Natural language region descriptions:

——

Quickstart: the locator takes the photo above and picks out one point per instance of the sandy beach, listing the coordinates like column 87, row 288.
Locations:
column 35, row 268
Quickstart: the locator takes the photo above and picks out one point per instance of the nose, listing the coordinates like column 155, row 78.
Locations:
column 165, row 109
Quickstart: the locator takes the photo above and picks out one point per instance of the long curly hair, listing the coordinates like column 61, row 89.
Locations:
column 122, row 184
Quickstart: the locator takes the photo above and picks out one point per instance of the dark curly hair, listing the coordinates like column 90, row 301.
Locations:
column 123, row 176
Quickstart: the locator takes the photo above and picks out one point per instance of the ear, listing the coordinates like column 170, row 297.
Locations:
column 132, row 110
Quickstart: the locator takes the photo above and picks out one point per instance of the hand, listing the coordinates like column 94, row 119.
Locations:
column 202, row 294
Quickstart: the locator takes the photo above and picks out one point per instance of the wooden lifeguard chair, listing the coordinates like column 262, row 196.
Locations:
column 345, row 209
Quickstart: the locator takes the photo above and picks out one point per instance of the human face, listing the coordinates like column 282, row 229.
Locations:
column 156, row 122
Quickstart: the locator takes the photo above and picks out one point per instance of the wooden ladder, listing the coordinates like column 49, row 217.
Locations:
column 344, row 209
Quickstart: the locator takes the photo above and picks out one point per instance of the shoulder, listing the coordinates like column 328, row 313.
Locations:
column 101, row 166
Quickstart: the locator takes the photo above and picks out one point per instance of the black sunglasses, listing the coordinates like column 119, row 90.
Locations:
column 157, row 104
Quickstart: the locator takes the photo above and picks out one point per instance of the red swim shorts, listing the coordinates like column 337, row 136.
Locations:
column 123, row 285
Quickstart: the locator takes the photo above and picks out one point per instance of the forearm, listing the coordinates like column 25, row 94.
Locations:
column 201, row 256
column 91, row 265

——

WORK TO BE COMPLETED: Transcribe only the trailing portion of the entries above: the line that contains "328, row 313." and each line after it.

OUTPUT OF THE EXERCISE:
Quickstart: the locator takes the photo above and picks out one point per instance of the shoulder, listing the coordinates like column 328, row 313.
Locations:
column 101, row 166
Quickstart: the locator takes the photo above and picks out one point per instance of the black sunglasses, listing the coordinates like column 119, row 90.
Locations:
column 157, row 104
Quickstart: the locator takes the photo above and picks out one point per instance of the red swim shorts, listing the coordinates like column 337, row 136.
Locations:
column 123, row 285
Quickstart: the locator takes the photo above and picks out one point per instance of the forearm, listing the coordinates like column 25, row 94.
Locations:
column 201, row 256
column 91, row 265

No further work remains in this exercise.